- _Task item_: From the passage below on 2H-NbS2 and its Seebeck coefficient, extract the section starting at "We compared ρc" and ending at "crystalline lattice defects.", copying it word for word.

═══ Reading passage ═══

We compared ρc of 2H-NbS2 to that of the isostructural and isovalent compound 2H-NbSe2 (dashed line in Fig. 2b). The latter material did not exhibit a similar low-temperature anomaly. Based on the nominal lattice parameters, density functional theory calculations predict that the two compounds will have nearly identical electronic band structures (see Supplementary Note 1 and Supplementary Figs. 1 and 2). We therefore conclude that the upturn of ρc of 2H-NbS2 is not intrinsic to the nominal structure of the compound, but is caused by crystalline lattice defects.

Seebeck coefficient anisotropy

The Seebeck coefficient (S) is a useful quantity for sensitively probing energy landscape variations near Fermi level. The open-circuit voltage generated by the thermal gradient is unaffected by the presence of static defects such as vacancies or non-magnetic stacking faults. On the other hand, the Seebeck coefficient is a function of the energy dependence of the conduction electron scattering rate. This is then strongly affected by the occurrence of resonance peaks in the density of states close to the chemical potential. Seebeck coefficient of 2H-NbS2 revealed a prominent peak at approximately 15 K, appearing only for the out-of-plane thermal gradient (Fig. 2c). The phonon drag phenomenon produces a similar feature in the temperature dependence. However, it manifests only in conductors with long phonon and charge carrier mean free paths—such as semimetals or extremely pure metals—where momentum-conserving scattering is dominant27. This is highly unlikely for 2H-NbS2, as its high content of static defects should clearly favour momentum-relaxing scattering. Furthermore, absence of the corresponding Sab peak rules out the phonon drag from the possible Sc anomaly origins. An alternative interpretation of the peak, the Kondo effect, will be discussed further below.

═══ Given data ═══

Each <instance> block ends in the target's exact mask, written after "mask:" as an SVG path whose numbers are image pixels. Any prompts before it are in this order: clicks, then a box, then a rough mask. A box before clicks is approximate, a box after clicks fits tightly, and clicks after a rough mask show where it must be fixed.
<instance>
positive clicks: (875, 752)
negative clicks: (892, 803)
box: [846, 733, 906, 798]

═══
═══ Given data ═══

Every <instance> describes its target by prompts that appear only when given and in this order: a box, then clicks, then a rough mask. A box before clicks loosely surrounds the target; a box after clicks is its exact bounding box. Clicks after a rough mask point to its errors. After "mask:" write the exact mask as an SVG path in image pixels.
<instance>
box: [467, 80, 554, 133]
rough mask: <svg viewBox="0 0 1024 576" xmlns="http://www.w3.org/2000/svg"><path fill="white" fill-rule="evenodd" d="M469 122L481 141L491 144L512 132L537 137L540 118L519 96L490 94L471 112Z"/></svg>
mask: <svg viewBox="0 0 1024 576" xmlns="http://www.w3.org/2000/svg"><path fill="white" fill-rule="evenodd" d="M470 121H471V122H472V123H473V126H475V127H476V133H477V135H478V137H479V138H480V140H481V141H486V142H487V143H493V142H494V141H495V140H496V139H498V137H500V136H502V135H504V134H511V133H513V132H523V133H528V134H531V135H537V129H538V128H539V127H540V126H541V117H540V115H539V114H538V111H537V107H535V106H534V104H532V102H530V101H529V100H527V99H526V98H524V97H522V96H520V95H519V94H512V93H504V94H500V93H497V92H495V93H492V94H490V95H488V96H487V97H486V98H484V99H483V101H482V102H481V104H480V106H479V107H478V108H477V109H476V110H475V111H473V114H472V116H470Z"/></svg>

═══
═══ Given data ═══

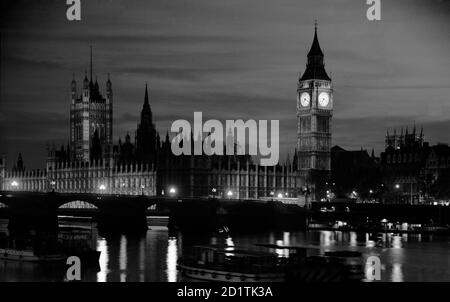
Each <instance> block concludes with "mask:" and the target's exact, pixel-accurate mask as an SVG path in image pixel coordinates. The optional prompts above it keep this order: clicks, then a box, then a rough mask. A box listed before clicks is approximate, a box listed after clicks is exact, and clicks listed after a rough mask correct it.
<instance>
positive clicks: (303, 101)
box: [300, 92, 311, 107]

═══

- _Result of the exercise_:
We compared ρc of 2H-NbS2 to that of the isostructural and isovalent compound 2H-NbSe2 (dashed line in Fig. 2b). The latter material did not exhibit a similar low-temperature anomaly. Based on the nominal lattice parameters, density functional theory calculations predict that the two compounds will have nearly identical electronic band structures (see Supplementary Note 1 and Supplementary Figs. 1 and 2). We therefore conclude that the upturn of ρc of 2H-NbS2 is not intrinsic to the nominal structure of the compound, but is caused by crystalline lattice defects.